> The problem: The records that follow are to be transcribed in full, without their images.

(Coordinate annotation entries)
Begin

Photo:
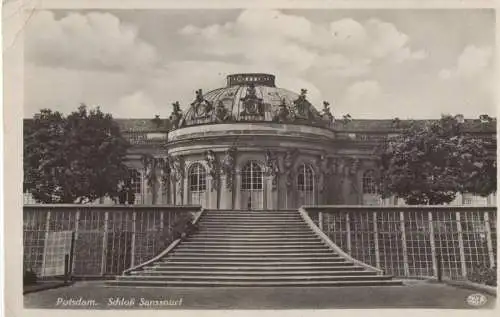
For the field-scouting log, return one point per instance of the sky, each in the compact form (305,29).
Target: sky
(371,64)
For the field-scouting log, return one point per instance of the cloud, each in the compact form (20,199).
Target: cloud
(473,61)
(135,105)
(363,93)
(271,38)
(93,40)
(373,39)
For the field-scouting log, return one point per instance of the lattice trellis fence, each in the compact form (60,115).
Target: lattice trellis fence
(408,241)
(107,239)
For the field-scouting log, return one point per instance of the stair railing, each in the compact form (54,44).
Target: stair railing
(332,245)
(169,249)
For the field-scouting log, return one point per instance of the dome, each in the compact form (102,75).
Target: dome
(251,98)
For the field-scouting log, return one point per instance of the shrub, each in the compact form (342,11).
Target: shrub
(483,274)
(29,277)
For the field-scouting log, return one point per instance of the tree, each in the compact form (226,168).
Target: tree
(431,163)
(76,159)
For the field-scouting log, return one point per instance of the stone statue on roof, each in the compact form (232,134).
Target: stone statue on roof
(176,115)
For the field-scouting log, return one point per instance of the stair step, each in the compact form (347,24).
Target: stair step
(260,249)
(284,231)
(211,219)
(205,224)
(254,216)
(267,235)
(274,240)
(253,244)
(211,262)
(366,282)
(229,218)
(255,258)
(252,273)
(260,278)
(259,252)
(259,255)
(257,269)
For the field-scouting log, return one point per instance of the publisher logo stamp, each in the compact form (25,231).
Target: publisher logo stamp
(476,299)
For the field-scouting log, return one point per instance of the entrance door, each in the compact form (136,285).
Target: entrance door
(197,185)
(252,192)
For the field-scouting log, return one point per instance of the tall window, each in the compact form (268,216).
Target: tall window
(135,182)
(197,178)
(369,184)
(370,190)
(305,178)
(251,176)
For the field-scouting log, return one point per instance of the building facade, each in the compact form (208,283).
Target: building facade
(252,145)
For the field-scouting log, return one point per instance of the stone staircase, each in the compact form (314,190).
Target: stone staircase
(253,248)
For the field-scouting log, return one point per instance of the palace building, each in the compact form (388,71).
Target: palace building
(252,145)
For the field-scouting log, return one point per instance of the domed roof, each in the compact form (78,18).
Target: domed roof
(251,98)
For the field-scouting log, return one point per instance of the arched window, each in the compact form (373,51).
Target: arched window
(197,178)
(369,184)
(305,178)
(135,181)
(251,176)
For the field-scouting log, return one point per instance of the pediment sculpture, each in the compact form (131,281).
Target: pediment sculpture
(176,115)
(327,114)
(282,115)
(201,107)
(221,113)
(302,107)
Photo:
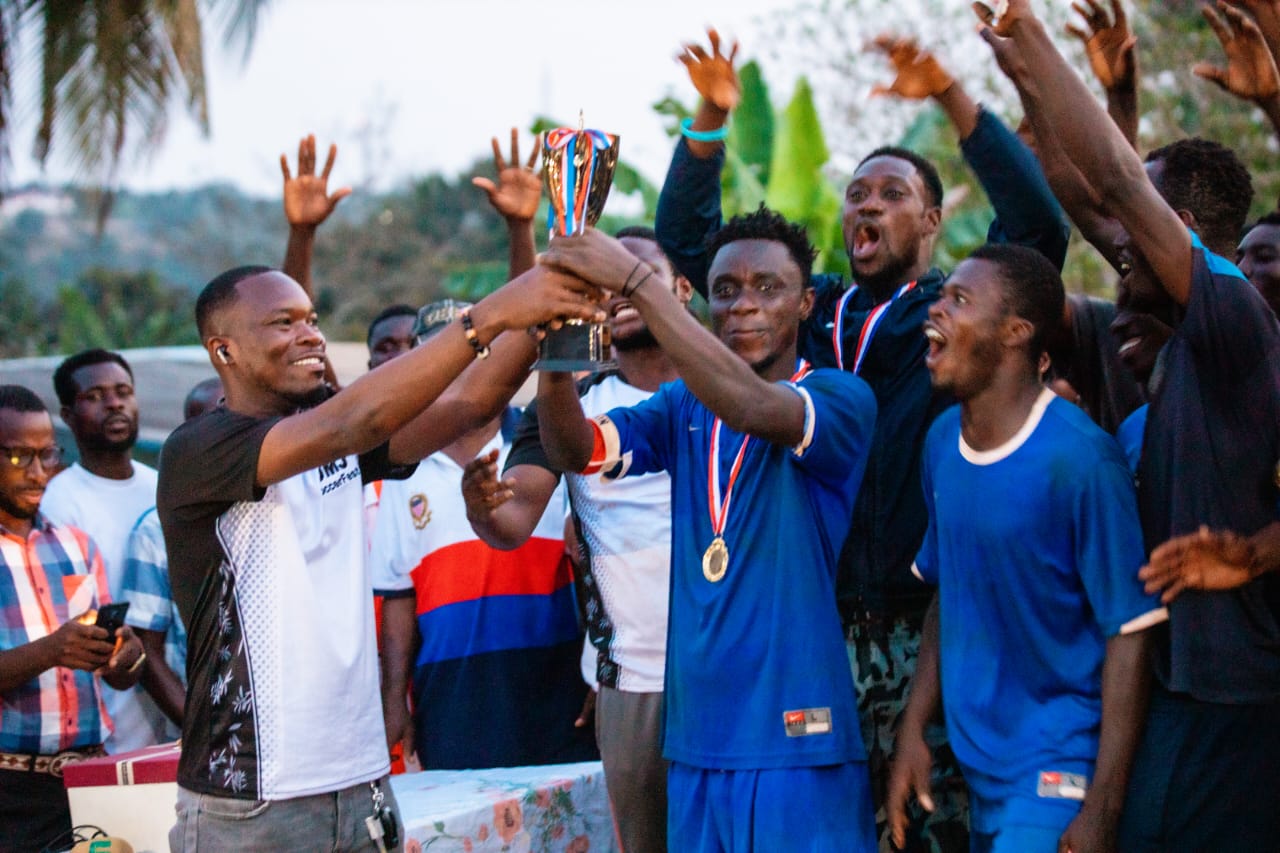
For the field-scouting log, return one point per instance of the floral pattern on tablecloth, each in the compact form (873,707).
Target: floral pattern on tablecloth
(560,808)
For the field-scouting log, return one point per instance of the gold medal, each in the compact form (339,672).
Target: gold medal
(716,560)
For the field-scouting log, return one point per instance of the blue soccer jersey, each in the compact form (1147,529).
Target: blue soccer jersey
(757,670)
(1036,548)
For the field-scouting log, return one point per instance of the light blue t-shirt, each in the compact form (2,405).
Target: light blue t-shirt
(1036,548)
(757,670)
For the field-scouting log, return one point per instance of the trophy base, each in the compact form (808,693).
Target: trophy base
(574,347)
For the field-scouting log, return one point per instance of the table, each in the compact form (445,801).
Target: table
(554,808)
(557,808)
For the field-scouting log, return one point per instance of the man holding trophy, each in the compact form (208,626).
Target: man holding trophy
(766,457)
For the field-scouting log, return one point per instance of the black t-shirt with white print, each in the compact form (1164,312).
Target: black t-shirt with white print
(282,665)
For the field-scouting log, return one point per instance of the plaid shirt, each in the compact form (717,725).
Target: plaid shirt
(51,575)
(146,587)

End

> Answer to the exercise:
Photo:
For the field-scouting log, return one point per instance of the sky, each in the compact form (305,29).
Target: sky
(371,64)
For the field-scouting log, return one point per instance of the cloud, each in the compact form (20,199).
Target: cloud
(473,61)
(135,105)
(363,93)
(271,38)
(93,40)
(373,39)
For the field-scouting log, return one point per instance of the lattice trellis fence, each in the compact form (60,115).
Target: lattice trellis fence
(408,241)
(107,239)
For the field-scouting log, return one point per instance of the stair railing, each in the compact form (54,44).
Target: stair railing
(332,245)
(169,249)
For the field-scouting log, return one point per instance of the dome, each in the compact form (102,75).
Target: dome
(251,98)
For the field-scouting log, return one point per instance of the shrub, each in the compact form (342,11).
Target: shrub
(483,274)
(29,277)
For the field-scouting log, return one point per instance of the tree, each in the compact form (226,168).
Target: tree
(431,163)
(76,159)
For the field-scouting log, return one point per instance of the stone statue on roof, each in the compact form (232,134).
Target: stone statue on roof
(176,115)
For the field-scouting log, return one point per instance of the stair step, each in the compact form (347,24).
Target: stair step
(260,249)
(284,231)
(211,219)
(205,224)
(254,216)
(267,235)
(274,240)
(253,244)
(211,262)
(366,282)
(229,218)
(255,258)
(252,273)
(260,278)
(259,252)
(259,255)
(257,269)
For the field-scouting log, return one point per instance of the publisher logo stamp, each in the compact form (25,231).
Target: publisher logo stamp
(476,299)
For the field-scouting log, return one point per instance of the entrance door, each in the compact form (136,285).
Target: entrance door
(197,185)
(252,192)
For the field-scouting log, return one point per instance of the tall window, each in the compact form (268,216).
Target: tall window
(135,182)
(197,178)
(369,184)
(370,190)
(305,178)
(251,176)
For the field-scouting log, return one point per instance of the building facade, each in the compact form (208,283).
Target: building facade
(252,145)
For the field-scouting log, return one point per instance of the stone staircase, each in the compact form (314,190).
Target: stone staircase
(253,248)
For the field-scouting log, return one point per instance of the palace building, each in the compact form (388,71).
Target: palace building
(252,145)
For the field-scouting log, return one point per instance of the domed roof, each in the compact form (78,18).
Target: domed roof
(251,98)
For the field-scouting log, return one point per instance of the arched window, each in the compact form (373,51).
Target: arched window
(197,178)
(369,184)
(305,178)
(135,181)
(251,176)
For the field-scouting log, return one point per instance of the pediment sculpture, each in the compact form (131,281).
Target: pediment sculpture
(176,115)
(327,114)
(282,115)
(201,107)
(221,113)
(302,107)
Photo:
For the field-scouting log, return one point per instance of the floral pattern on tablecloth, each in the compact form (873,707).
Target: floral pattern on tablecloth
(560,808)
For the field-scouting log, return one point per instance of the gold medal, each in the compact form (339,672).
Target: gold medal
(716,560)
For the field-scouting log, return one point per instance of the blue soccer jersey, each in the compact form (1147,529).
Target: blue soccer jersey
(757,670)
(1036,548)
For the field-scouting log, return one point per instance of the light blue t-shirt, each in the compact form (2,405).
Target: light blue t-shirt
(1036,548)
(757,670)
For the field-scouting log, return one point per instance of the trophy base, each in the compact form (808,693).
Target: trophy base
(574,347)
For the field-scouting log, return one point per instance of the table, each in the compact form (445,801).
Target: table
(554,808)
(557,808)
For the field-scouting log, return one point per instance of the man holding trophy, each in the compact form (208,626).
Target: man holding trophy
(766,457)
For the field-scouting log, return one point per instance of the black t-shirt with white print, each in the compact form (1164,312).
Target: black t-shirt with white print
(282,665)
For the field-scouting log, return one point per instance of the plaid shirt, each in the compact form (717,725).
Target: plaid shirt
(51,575)
(146,587)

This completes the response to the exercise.